● WHAT THIS TASK INVOLVES
What is needed here is every entry, retyped exactly.

Data entries
* * * * * * *

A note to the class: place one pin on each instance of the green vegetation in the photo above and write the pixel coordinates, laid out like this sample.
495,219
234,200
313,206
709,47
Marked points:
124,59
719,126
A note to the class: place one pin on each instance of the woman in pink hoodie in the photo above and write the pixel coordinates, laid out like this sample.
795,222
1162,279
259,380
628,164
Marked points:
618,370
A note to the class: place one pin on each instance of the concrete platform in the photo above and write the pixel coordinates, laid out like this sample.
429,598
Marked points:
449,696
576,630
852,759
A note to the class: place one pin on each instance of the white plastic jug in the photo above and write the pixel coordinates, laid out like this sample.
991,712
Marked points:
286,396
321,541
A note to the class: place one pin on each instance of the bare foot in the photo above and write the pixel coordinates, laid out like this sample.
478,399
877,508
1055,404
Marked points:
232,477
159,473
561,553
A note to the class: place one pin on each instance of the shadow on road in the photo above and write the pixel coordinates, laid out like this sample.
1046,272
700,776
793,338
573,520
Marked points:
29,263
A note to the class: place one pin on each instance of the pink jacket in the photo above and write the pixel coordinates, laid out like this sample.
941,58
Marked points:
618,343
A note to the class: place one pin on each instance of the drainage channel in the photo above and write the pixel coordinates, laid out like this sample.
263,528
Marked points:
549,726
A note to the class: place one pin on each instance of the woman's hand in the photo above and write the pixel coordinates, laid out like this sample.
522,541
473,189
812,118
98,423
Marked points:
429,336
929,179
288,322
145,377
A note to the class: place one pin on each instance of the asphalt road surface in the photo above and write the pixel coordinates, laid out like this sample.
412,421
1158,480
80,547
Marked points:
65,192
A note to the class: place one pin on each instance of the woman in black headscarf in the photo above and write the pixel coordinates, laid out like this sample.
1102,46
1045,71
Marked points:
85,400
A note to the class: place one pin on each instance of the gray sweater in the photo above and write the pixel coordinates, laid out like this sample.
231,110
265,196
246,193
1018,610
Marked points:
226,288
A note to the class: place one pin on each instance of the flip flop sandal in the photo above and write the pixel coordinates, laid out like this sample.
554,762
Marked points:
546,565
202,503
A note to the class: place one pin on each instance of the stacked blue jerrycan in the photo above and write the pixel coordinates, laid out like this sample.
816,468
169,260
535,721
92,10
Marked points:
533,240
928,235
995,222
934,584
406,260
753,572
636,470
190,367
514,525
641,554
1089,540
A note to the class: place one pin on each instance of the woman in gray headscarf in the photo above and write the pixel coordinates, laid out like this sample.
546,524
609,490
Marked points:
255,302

* * * * * * *

● ANSWER TO THIS TASK
A note to the class: place one pin on each instance of the green vegetation in the photo above and write the pixel coordinates, laid out like this sample.
495,219
234,200
313,206
709,47
Marked points:
124,59
719,126
A note to the class: place one pin on each instance of the woman in pink hoodie in the photo above and write the pixel coordinates, laid out like this sample.
795,222
1162,279
259,380
628,164
Marked points:
618,370
A note to the class: place one pin on each instance of the concrete platform in the photo above and write the pixel coordinates, laid out like this sample.
429,598
Marked points:
449,696
576,630
852,759
A note to the class: place one pin on each instance of the white plastic jug in the photo above and write the pixel coordinates, laid out like this sample.
991,712
Marked points:
286,396
321,541
A note to the class: place one pin on each instance of the bare foot in the photo above and write the pixel coordinates, laid out like this sample.
478,399
877,508
1055,404
Marked points:
232,477
159,473
561,553
A note to the class: place one pin on each instance of the shadow on road in the photo above and write the pixel coordinates, laid out like this sample.
1046,272
700,776
793,338
573,520
Marked points:
29,263
A note to the class: place one pin on each instance of the pink jacket in the photo above and write the pixel coordinates, laid out like this sample.
941,58
Marked points:
618,343
A note to the class: place one pin on each instance of the drainage channel in the photo above and write the pixel coordinates, laid out like this sample.
263,528
Marked points:
549,726
A note to the class: place one pin on each instance of the woman's hand in the photo above and write the pixel coordinates, laid out like this sample.
522,541
473,189
812,118
98,423
Marked points:
429,336
929,179
288,322
145,377
A note to the class: place one pin on each instance of the asphalt road surface in the photo above and write the pixel coordinates, laid out like this sample.
412,421
1158,480
80,547
Marked points:
65,192
A note to the class: place one pin on each instance of the woman in black headscarf in the photo above and write the pixel coordinates, laid out like this sample.
1102,46
1045,71
Marked points:
85,400
A note to the class: place one pin on each instance of the gray sweater in the photo above and write the pixel coordinates, laid out like this sample.
231,110
265,196
246,193
1018,610
Marked points:
226,288
A note to the class: place one pin on each instance of the flip flop sandal in the photo above and write the pixel coordinates, laid out like this sample.
554,762
Marked points:
546,565
202,503
A note to the class: place one pin on each instance of the stacked blue jerrycan in the photo above and write the pixel coordinates, laid out like this sample.
816,468
169,260
535,721
92,10
Marked points:
533,240
928,235
995,222
934,584
406,260
753,572
636,470
190,367
514,525
641,554
1089,540
A note to the class: place one pin on each instance of the woman in gray headscarf in the photo above and write the pixel coordinates, laid out like this sample.
546,524
609,490
Marked points:
255,302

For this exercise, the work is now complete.